*Task to complete*.
Give back the whole listing exactly as written, pictures excluded.

*Excerpted data*.
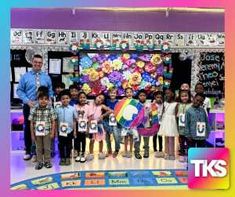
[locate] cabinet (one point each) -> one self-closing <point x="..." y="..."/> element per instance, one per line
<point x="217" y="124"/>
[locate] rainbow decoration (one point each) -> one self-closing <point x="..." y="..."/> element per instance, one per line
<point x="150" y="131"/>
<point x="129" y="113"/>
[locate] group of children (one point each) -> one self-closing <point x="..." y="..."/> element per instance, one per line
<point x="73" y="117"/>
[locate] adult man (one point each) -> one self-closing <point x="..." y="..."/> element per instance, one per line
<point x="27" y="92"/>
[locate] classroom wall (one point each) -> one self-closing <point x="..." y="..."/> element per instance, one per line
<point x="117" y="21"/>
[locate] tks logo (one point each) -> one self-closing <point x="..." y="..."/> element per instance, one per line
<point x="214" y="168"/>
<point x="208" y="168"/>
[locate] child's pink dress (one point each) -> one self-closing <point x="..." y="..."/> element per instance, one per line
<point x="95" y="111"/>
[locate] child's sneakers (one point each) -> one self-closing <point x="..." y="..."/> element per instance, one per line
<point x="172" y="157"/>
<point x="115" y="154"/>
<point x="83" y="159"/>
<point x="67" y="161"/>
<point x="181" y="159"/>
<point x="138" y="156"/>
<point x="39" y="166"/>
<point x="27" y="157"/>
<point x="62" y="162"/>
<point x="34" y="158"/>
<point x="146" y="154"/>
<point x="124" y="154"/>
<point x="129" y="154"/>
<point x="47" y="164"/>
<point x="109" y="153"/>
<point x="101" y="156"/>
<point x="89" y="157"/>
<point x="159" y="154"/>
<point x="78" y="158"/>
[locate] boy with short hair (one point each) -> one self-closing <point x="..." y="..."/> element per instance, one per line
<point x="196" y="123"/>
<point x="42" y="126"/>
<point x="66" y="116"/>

*Your solution*.
[locate] cabinet (one point each) -> one self-closing <point x="..." y="..."/> element per instance, one per line
<point x="217" y="124"/>
[locate] rainbow decoration (one point each) -> one self-closing <point x="..." y="..."/> element per instance, one per line
<point x="150" y="131"/>
<point x="129" y="113"/>
[locate] group of children (one point each) -> one self-closing <point x="..." y="..."/> element per instance, one per line
<point x="73" y="117"/>
[locate] adult man (one point each) -> one self-closing <point x="..." y="..."/> element per instance, one per line
<point x="27" y="92"/>
[locate] classroom wall (one point each) -> one self-closing <point x="..." y="..."/> element per instance, one per line
<point x="117" y="21"/>
[locate] tks logo (one point each) -> one self-closing <point x="..." y="..."/> element per instance, one per line
<point x="214" y="168"/>
<point x="208" y="168"/>
[locate] child's pink dress (one point each) -> one self-closing <point x="..." y="..."/> element per instance, one per line
<point x="95" y="111"/>
[locate] child's sneakers (one point each) -> one self-closing <point x="..." y="..."/> element per instance, one per line
<point x="172" y="157"/>
<point x="115" y="154"/>
<point x="83" y="159"/>
<point x="67" y="161"/>
<point x="181" y="159"/>
<point x="138" y="156"/>
<point x="39" y="166"/>
<point x="27" y="157"/>
<point x="62" y="162"/>
<point x="34" y="158"/>
<point x="146" y="154"/>
<point x="124" y="154"/>
<point x="129" y="154"/>
<point x="47" y="164"/>
<point x="109" y="153"/>
<point x="101" y="156"/>
<point x="89" y="157"/>
<point x="159" y="154"/>
<point x="78" y="158"/>
[locate] boy with short hair (one point each) -> one self-closing <point x="..." y="..."/> element per instance, one per line
<point x="196" y="123"/>
<point x="42" y="126"/>
<point x="66" y="116"/>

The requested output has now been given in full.